== SHORT PROBLEM ==
Could you reproduce, word for word, the data below from the line containing "of the floral" through the line containing "(1113, 415)", with both of those lines included?

== STORED RECORDS ==
______

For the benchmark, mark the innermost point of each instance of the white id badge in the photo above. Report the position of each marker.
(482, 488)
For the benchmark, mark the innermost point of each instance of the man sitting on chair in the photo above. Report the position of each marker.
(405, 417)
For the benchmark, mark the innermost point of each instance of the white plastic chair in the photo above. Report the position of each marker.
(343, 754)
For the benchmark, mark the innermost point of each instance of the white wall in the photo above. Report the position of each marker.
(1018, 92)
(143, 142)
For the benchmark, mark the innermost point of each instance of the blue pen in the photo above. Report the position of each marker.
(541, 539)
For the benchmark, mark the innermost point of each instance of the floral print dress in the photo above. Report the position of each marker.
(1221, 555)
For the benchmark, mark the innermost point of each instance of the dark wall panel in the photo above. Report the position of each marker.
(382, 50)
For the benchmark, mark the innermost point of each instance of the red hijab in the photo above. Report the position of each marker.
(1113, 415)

______

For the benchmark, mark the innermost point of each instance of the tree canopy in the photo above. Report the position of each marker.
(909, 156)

______

== REPLY TO THE TASK ==
For the benchmark, mark the innermost point of each instance of the floral print dress in the photo above. Report the position of each marker.
(1221, 555)
For the benchmark, mark the innermost point of each instance of the dark wall panel in the photo above. Report the position of each marker.
(382, 50)
For the benchmark, mark the innermost point of each instance of the red hijab in the photo above. Report the position of each marker.
(1113, 415)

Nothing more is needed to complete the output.